→ **TRECHO APRESENTADO**:
Enquanto ele trabalhava, ninguém podia ver o que fazia. Nem o papa. Mas Júlio II estava muito curioso para ver em que pé ia o trabalho do artista. Pensando que Michelangelo estava fora, pediu que lhes abrissem a porta da Capela. Mas nem deu o primeiro passo lá dentro, quando Michelangelo, que trabalhava em um dos andaimes, começou a atirar-lhe pedaços de madeira nas costas. Júlio II saiu correndo, com raiva e medo, e “fazendo ameaças”. Michelangelo desceu do andaime e entregou a chave da porta da capela para Bramante de Urbino, um arquiteto, e foi-se embora para Florença. Ouviu do papa coisas que o tinham ofendido muito e por isso não voltaria a Roma nunca mais.


Mas, diante dos pedidos de diversas pessoas, e não querendo que uma obra como aquela ficasse inacabada, Júlio II resolveu perdoar Michelangelo e o chamou de volta. Vasari completa que Michelangelo estava “firmemente decidido a não voltar, pois não confiava no papa.” Mas os apelos foram feitos e o pintor resolveu voltar e retomar seu trabalho. O papa, a partir de então, o tratou sempre com “presentes e lisonjas”. Michelangelo terminou a obra.

Sobre essa tarefa artística que exigia um gênio para executá-la, resumiu Giorgio Vasari:

“Ó feliz idade esta nossa, ó bem aventurados artistas, pois assim vos deveis chamar, uma vez que em vosso tempo pudestes aclarar as tenebrosas luzes dos olhos na fonte de tanta claridade e assim enxergar tudo o que era difícil, aplanado por tão maravilhoso e singular artista: sem dúvida a glória de seus esforços vo-lo dá a conhecer e honrar, pois arrancou de vós a venda que tínheis diante dos olhos da mente, tão cheia de trevas, e levantou o véu da falsidade que vos turvava as belíssimas estâncias do intelecto. Por isso, deveis agradecer ao céu e esforçar-vos por imitar Michelangelo em todas as coisas.”

→ **DADOS FORNECIDOS**:
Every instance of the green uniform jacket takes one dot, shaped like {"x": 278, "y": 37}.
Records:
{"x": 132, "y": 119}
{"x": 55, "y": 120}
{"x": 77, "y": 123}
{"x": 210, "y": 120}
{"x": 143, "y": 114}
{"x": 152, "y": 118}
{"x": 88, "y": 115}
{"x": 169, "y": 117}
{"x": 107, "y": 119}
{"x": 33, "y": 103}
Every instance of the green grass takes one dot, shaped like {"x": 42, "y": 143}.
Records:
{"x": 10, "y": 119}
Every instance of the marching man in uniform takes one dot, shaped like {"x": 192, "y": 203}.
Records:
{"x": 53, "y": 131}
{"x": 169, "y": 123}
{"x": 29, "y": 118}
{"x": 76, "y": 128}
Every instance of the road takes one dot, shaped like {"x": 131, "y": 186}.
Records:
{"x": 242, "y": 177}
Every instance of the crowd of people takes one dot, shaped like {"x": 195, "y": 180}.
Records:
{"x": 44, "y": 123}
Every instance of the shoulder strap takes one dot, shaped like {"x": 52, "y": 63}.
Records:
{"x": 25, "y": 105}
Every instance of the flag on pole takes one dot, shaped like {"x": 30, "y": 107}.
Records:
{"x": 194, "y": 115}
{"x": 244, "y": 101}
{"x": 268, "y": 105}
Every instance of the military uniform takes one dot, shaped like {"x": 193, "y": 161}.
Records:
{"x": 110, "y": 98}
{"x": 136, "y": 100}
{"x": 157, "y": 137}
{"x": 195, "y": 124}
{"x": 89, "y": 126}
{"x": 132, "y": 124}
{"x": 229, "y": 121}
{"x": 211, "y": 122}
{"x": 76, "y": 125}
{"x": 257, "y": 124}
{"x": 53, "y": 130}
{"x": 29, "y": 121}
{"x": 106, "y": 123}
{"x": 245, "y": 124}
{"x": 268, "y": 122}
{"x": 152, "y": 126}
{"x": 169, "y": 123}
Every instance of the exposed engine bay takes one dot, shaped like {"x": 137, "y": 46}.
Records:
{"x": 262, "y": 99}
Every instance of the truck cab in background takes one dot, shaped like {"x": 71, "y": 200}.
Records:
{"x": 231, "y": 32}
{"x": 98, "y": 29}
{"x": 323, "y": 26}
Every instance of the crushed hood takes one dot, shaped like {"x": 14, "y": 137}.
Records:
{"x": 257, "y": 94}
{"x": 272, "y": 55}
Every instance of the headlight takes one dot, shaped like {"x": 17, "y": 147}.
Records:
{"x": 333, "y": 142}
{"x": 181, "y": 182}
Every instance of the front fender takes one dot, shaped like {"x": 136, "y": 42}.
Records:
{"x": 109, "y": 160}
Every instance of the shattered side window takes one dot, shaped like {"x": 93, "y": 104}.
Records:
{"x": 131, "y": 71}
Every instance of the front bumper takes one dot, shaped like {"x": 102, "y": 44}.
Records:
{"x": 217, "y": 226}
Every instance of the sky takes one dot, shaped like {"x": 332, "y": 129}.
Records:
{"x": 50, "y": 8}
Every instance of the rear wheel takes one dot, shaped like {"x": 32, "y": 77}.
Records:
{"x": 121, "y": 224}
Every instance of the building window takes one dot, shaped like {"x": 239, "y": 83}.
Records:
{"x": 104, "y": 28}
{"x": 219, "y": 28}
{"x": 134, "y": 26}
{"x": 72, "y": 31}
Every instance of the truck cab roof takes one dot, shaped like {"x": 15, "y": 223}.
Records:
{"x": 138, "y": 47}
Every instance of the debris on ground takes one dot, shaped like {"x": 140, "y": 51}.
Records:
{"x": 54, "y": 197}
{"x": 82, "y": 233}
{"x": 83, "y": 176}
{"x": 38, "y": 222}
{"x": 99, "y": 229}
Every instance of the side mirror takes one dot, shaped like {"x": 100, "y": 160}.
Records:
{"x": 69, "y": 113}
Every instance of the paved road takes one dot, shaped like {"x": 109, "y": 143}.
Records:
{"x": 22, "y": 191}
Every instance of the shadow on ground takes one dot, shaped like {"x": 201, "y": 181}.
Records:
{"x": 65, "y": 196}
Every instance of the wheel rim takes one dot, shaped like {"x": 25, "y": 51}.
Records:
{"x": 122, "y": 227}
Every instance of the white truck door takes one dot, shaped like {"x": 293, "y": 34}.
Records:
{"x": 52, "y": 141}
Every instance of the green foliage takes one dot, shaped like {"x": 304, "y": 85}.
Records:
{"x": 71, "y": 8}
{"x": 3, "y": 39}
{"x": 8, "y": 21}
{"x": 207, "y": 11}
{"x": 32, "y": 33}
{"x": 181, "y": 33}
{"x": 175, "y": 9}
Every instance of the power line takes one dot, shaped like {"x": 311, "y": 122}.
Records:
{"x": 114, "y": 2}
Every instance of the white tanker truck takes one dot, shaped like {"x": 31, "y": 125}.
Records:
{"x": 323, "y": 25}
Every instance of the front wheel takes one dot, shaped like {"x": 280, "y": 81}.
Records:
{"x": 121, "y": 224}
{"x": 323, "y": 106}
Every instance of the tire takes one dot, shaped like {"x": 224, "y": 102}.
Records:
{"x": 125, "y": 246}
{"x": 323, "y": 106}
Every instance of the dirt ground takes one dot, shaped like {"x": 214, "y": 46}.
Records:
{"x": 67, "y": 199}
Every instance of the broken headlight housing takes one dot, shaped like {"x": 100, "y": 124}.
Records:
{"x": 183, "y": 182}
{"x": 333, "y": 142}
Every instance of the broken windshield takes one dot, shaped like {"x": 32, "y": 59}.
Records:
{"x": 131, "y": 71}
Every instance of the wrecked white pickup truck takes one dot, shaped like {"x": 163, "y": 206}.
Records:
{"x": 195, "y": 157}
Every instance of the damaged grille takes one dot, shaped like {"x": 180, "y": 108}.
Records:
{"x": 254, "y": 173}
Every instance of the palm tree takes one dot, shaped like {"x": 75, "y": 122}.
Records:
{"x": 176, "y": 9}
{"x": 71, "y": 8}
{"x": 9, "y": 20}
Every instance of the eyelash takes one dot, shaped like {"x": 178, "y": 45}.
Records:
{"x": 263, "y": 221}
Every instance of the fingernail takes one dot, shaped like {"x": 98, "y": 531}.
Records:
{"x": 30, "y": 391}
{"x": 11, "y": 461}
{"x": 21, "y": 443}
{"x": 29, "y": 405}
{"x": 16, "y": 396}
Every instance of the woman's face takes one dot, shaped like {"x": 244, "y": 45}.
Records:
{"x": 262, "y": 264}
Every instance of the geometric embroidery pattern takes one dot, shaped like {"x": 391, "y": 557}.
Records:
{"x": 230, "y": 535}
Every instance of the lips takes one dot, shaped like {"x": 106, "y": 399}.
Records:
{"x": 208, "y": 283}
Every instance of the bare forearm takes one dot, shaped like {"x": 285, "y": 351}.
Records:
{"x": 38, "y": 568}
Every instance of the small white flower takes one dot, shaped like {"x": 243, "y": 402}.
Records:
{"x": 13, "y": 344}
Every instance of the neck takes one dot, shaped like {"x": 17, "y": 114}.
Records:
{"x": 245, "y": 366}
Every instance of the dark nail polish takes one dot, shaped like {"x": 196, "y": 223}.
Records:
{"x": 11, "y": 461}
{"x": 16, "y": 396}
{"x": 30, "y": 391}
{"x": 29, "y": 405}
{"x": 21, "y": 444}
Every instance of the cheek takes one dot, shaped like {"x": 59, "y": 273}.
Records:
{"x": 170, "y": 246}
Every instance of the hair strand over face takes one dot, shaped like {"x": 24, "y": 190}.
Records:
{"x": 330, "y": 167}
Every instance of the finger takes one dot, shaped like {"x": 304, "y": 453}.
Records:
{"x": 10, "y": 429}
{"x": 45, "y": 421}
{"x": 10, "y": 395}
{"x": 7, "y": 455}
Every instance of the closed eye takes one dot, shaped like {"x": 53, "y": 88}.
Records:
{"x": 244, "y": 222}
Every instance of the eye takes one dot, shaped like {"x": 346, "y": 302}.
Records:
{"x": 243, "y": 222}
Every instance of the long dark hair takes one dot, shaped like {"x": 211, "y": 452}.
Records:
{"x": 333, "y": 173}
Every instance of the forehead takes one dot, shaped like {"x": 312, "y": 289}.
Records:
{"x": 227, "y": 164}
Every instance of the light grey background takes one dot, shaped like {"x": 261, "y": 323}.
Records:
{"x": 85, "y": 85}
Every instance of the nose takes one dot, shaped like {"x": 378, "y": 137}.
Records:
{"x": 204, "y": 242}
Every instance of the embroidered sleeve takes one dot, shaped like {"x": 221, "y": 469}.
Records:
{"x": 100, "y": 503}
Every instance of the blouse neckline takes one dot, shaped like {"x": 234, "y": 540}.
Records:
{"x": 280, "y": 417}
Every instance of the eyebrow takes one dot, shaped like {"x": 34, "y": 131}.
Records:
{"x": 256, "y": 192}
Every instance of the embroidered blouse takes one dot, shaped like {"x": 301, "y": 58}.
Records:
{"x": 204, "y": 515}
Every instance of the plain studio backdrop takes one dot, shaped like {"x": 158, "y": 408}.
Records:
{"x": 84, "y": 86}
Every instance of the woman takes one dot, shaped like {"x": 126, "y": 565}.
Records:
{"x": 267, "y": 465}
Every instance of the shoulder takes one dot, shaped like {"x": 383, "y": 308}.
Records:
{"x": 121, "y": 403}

→ **SOBRE O EXERCÍCIO**: Por favor, dê continuidade ao trecho sobre Michelangelo e o papa Júlio II a partir do ponto em que ele termina.

→ **RESPOSTA CORRETA**:
A criação de Adão, detalhe do teto da Capela Sistina pintado por Michelangelo
Completada a pintura do teto e da parede frontal da Capela Sistina, Michelangelo voltou a trabalhar na sepultura, que era mais de seu interesse porque ele sempre se disse escultor e não pintor. Enquanto isso, Júlio II morreu e mais uma vez a obra foi suspensa, por ordem do papa eleito Leão X, que preferia que Michelangelo fizesse a fachada de uma igreja em Florença. Diversos outros artistas desejavam executar essa obra, mas Michelangelo “não quis a participação de ninguém mais”.
Moisés, uma das esculturas do conjunto do
Mausoléu para Júlio II

Morreu Leão X, surgiu o papa Clemente VII, que pediu que Michelangelo desta vez pintasse a fachada da Capela de Sisto. Assim que o artista começou a fazer os esboços da fachada, o papa morreu. Sucedeu-lhe Paulo III, amigo de Michelangelo. Este pediu que a obra fosse concluida, pagando a Michelangelo um salário mensal. Estava quase terminando seu trabalho, quando o papa quis ver a pintura. O mestre de cerimônias que acompanhou o papa reclamou que havia muitos nus. O artista não esqueceu isso e pintou o rosto dele “no inferno, na figura de Minos, entre um monte de diabos”, observa Vasari.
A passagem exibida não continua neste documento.